══ TEXT PASSAGE

Cryptography 101 for Blockchain Developers (Part 1)
This article is meant for blockchain developers who want to start learning math and cryptography, but the concepts explored are strictly mathematical.
A brief overview of the article
This article is my first ever math-focused piece of writing. The topics covered will follow the Cryptography 101 videos from Openzeppelin's Youtube channel. I have watched each of the videos a few times now and also referred to some external resources to plug conceptual gaps as and how I saw them.
This is my own, original interpretation of the concepts, but credits are obviously due to KoalateeCtrl for publishing such awesome and easy-to-understand videos.
This article assumes that you are familiar with modular arithmetic concepts like modular addition and multiplication. If you're ready, let's dive right into it!
Groups
But if you have no idea what a group is in the mathematical context, this is the place to start reading from.
Group theory is the mathematical study of groups. Simply put, a group is defined by two items:
a set of elements, such as {0,1,2} or {0,3,5,7},
and an operation, most commonly, but not exclusively addition(+) or multiplication(x).

════

### [TASK SET]
- 1) Reproduce the part of the cryptography article starting with "This article assumes" and going on through "start reading from.".
- 2) Carry the cryptography article forward, beginning right after its last sentence.
The entries after this point have no connection to the cryptography article.

══ RECORDS SUPPLIED

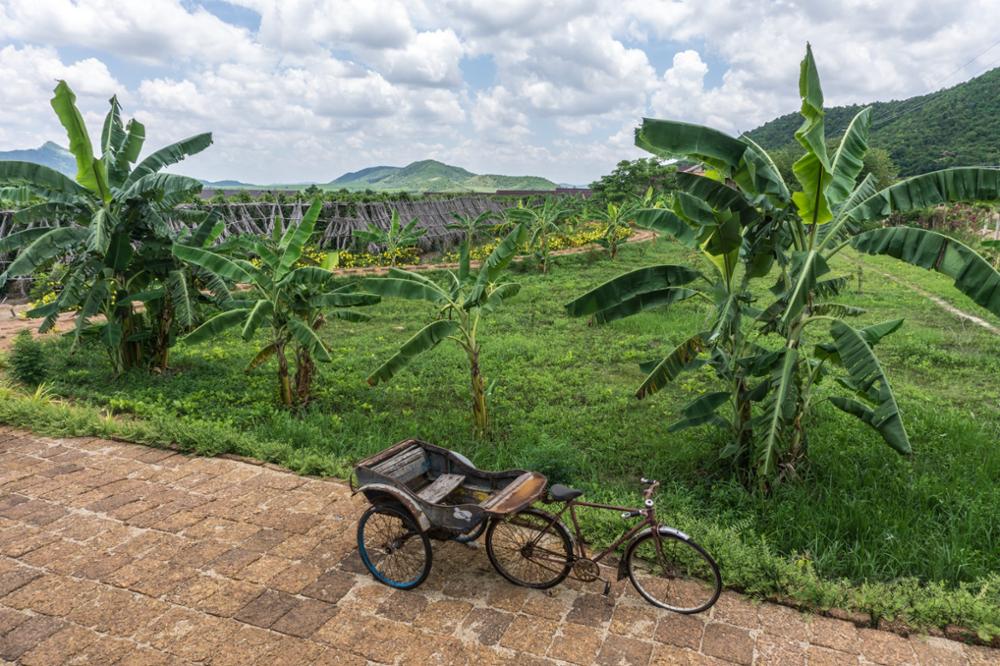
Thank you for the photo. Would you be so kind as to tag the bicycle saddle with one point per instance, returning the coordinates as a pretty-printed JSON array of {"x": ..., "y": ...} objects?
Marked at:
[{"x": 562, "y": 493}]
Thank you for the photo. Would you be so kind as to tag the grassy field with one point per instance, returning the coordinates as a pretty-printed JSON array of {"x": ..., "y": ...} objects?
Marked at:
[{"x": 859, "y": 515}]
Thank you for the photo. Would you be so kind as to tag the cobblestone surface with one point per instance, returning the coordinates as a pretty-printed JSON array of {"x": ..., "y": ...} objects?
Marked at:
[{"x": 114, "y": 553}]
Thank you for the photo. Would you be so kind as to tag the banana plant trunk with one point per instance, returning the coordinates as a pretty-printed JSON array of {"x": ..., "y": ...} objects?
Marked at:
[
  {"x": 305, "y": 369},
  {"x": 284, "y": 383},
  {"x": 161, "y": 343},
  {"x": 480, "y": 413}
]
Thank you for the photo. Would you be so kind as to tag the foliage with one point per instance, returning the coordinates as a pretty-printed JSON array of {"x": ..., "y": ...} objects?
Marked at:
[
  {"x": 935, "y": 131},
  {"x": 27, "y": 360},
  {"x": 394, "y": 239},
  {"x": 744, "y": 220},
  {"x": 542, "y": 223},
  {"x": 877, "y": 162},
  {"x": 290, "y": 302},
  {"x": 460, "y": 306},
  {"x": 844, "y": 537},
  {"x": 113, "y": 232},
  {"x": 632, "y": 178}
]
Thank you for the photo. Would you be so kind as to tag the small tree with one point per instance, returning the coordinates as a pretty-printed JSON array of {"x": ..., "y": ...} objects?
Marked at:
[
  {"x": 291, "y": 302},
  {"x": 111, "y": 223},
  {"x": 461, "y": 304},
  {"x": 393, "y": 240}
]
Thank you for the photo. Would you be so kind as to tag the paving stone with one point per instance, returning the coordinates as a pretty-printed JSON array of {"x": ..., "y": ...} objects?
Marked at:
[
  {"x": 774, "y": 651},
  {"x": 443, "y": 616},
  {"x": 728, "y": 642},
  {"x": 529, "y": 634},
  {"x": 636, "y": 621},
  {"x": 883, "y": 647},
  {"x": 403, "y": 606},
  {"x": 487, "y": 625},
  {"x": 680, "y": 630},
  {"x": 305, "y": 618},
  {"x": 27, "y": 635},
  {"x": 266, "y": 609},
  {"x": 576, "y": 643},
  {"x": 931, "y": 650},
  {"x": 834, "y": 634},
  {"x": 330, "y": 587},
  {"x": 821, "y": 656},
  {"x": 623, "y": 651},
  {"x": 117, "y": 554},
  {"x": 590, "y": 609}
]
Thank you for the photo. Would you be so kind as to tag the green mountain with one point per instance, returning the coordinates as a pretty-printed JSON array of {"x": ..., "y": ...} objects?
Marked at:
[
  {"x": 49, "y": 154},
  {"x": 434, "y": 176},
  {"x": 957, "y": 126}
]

════

### [ANSWER SET]
- 1)
This article assumes that you are familiar with modular arithmetic concepts like modular addition and multiplication. If you're ready, let's dive right into it!
Groups
But if you have no idea what a group is in the mathematical context, this is the place to start reading from.

- 2)
A set of elements(E) under an operation(O) needs to fulfill four basic mathematical properties to be considered a group(G).
Closure: This means that using the operation of any two elements in the group results in an element that is also in the group. In other words:
For any \((a,b) \in G\), \((a.b)\in G\)
Associativity: For any three elements in the group (a, b, c), the operation of a and b first, and then c, is equivalent to performing the operation of b and c first, and then a.
In other words:
For \(a,b,c\) in group \(G\), \((a.b).c = a.(b.c)\)Identity: There is a special element in the group (let's call it "I") such that the operation of any element a in the group with 'I' results in a.
In other words:
One element \(I,a\) \(\in G\) such that \(I.a = a\)Invertibility: Every element a in the group has another element b in the group, such that the operation of a and b gives us the identity element I.
In other words:
For any \(a \in G,\) there exists a \(b \in G\), such that \(a.b = I\)
Just to be clear, the rest of the elements do have to satisfy the property.
So just to recap: a Group is a set of elements and an operation that fulfill the four properties of closure, associativity, identity, and invertibility.
Now some groups also satisfy a fifth property, called commutativity. To satisfy this property the order of elements upon which an operation is being performed does not matter. In other words:
For any \(a,b \in G\), \(a.b = b.a\)
If a group has this fifth property in addition to the previous ones, it is referred to as an Abelian group or a commutative group.
Example
Consider a group as follows:
The set of elements is made of positive integers mod 6. So, {0,1,2,3,4,5}.
The operation is modular addition with mod 6.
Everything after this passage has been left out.